*PROBLEM STATEMENT*.
List each line in the records below that contains the string "dark". Matching is case-sensitive.

[Rows from a dataset]
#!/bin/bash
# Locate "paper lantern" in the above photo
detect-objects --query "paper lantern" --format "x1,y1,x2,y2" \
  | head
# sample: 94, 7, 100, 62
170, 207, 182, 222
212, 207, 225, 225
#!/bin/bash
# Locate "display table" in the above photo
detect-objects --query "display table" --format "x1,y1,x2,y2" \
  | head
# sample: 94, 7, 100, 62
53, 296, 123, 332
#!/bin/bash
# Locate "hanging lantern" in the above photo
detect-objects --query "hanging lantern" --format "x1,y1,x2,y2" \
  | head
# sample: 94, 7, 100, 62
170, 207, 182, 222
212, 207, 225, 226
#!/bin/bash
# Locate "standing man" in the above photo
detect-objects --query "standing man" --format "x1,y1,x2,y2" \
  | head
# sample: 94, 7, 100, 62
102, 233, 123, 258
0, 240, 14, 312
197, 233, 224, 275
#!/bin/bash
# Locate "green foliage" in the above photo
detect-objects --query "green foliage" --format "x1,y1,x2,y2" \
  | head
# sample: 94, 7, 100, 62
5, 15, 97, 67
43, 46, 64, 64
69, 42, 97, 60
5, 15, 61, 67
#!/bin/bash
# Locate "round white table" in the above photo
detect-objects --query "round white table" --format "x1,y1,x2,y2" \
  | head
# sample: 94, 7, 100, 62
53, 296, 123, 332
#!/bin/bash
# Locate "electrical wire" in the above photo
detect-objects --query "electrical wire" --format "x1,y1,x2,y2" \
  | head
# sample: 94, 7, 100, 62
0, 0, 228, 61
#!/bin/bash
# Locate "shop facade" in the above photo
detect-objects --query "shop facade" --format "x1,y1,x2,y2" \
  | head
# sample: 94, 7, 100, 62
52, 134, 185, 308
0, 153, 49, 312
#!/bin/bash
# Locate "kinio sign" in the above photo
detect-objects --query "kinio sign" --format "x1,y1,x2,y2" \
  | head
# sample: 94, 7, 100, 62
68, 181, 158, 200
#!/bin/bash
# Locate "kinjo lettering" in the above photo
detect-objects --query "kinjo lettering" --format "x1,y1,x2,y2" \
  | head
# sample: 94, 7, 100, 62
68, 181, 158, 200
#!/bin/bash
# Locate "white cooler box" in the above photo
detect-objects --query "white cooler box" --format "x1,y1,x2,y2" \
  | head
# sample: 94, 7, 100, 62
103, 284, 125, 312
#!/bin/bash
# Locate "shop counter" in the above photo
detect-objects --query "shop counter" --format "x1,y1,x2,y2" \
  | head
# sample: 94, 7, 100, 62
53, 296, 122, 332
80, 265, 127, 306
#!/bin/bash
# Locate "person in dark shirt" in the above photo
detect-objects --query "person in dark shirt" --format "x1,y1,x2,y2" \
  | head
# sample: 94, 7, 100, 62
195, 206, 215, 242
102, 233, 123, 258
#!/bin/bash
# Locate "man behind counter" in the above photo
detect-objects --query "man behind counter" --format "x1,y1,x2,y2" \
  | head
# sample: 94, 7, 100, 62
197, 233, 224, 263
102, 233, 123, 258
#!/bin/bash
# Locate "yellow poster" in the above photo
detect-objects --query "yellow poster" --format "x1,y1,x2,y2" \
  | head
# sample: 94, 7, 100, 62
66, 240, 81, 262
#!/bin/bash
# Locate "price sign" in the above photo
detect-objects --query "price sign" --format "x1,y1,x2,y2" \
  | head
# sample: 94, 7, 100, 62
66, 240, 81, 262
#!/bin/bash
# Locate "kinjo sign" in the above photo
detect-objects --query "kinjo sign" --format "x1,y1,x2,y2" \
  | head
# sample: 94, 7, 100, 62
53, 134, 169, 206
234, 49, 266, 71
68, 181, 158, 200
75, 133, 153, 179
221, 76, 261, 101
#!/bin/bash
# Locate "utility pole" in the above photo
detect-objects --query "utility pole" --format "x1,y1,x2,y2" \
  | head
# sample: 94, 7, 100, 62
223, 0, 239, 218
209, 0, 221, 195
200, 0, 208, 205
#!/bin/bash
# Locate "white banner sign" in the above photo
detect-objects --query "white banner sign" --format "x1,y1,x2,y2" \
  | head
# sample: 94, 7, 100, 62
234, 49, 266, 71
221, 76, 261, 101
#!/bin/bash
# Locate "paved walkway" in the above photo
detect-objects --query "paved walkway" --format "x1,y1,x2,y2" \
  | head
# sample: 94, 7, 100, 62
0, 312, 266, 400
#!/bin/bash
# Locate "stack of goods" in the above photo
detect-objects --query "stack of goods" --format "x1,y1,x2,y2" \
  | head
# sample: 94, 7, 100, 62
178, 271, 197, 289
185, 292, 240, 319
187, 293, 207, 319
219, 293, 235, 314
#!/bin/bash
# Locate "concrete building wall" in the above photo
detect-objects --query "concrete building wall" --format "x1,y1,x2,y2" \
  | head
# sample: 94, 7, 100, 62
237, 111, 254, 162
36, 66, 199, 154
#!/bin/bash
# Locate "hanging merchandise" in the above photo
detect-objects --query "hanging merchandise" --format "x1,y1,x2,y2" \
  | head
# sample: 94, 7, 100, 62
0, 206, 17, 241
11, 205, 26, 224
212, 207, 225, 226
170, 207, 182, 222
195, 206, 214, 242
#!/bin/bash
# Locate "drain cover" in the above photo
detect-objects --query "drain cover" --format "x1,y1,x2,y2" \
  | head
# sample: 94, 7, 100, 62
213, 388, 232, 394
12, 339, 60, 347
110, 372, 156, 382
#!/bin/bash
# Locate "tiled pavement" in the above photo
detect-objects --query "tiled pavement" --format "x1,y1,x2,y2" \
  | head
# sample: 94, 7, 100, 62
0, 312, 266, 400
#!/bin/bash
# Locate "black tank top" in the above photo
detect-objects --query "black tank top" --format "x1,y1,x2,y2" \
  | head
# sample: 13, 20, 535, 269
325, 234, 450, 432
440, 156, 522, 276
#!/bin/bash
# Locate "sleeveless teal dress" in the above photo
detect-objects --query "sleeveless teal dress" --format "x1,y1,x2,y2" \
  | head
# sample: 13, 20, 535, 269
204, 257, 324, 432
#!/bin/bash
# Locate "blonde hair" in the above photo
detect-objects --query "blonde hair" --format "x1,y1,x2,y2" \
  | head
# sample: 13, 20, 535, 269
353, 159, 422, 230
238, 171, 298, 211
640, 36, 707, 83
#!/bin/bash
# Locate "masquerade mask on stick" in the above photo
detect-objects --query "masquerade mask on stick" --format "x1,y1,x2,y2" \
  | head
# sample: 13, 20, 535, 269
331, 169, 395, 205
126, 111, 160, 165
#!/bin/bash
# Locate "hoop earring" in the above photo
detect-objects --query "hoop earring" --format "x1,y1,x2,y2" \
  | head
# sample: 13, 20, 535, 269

==

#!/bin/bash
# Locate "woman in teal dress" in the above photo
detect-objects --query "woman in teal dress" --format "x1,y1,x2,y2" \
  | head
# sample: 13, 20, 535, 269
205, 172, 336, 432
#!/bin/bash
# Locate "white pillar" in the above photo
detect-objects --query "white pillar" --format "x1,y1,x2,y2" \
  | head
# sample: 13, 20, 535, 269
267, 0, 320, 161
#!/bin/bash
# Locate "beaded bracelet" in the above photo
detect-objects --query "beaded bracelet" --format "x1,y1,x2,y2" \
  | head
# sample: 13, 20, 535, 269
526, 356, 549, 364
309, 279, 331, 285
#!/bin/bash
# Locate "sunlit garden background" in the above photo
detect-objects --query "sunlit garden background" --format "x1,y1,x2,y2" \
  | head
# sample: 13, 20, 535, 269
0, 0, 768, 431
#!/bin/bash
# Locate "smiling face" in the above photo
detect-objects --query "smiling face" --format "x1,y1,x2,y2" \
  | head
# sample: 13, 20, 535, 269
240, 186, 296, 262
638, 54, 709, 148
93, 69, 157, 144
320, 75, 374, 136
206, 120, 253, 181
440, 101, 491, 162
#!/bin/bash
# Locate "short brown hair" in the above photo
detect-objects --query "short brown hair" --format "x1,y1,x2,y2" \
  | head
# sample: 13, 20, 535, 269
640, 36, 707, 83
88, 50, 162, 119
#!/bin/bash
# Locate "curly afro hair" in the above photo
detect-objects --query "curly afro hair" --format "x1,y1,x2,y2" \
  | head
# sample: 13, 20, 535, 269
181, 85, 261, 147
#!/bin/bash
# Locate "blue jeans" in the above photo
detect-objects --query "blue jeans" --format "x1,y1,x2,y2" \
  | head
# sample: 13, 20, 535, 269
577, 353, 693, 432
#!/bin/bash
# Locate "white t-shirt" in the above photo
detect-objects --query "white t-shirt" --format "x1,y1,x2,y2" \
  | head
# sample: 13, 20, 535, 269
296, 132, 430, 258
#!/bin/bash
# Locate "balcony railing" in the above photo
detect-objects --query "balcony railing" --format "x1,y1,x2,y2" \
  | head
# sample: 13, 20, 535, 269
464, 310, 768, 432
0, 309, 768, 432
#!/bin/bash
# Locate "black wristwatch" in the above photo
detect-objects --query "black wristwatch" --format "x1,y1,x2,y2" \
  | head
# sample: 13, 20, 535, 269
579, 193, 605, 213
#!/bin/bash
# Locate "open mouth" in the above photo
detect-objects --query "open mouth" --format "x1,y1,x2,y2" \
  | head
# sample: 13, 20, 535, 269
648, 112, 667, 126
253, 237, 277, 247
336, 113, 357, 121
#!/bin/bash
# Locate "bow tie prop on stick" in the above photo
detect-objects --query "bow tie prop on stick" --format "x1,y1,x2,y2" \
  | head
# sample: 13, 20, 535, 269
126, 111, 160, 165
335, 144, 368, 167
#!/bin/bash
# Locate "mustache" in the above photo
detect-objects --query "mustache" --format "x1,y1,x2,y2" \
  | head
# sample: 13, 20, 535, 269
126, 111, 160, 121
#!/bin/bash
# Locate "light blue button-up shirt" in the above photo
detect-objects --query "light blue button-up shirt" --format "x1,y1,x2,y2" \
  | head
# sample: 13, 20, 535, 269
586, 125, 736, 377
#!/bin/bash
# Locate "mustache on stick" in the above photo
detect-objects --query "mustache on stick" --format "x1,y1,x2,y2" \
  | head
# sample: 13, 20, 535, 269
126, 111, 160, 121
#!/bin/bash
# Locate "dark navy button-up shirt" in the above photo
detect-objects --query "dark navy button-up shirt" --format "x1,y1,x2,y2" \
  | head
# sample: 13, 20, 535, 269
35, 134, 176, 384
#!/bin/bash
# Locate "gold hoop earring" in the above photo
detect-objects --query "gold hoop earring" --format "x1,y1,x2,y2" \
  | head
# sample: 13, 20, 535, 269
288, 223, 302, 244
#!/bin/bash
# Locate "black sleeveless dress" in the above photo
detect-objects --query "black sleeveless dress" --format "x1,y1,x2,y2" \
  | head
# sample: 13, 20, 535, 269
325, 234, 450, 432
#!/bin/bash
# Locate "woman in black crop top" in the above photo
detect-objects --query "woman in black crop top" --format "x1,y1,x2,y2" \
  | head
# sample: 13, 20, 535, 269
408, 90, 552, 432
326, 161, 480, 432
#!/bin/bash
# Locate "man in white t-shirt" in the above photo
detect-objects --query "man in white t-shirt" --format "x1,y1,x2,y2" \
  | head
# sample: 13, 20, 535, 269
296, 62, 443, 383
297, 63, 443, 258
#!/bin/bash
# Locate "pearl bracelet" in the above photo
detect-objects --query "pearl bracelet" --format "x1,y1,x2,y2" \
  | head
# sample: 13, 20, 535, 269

*REPLY*.
# Locate "person in dark shirt" in the above photo
detect-objects --query "person in dark shirt" --format "x1,y1,x2,y2" \
# Locate "dark navy button-up shirt" in the above photo
detect-objects --query "dark navy button-up shirt" --format "x1,y1,x2,y2" \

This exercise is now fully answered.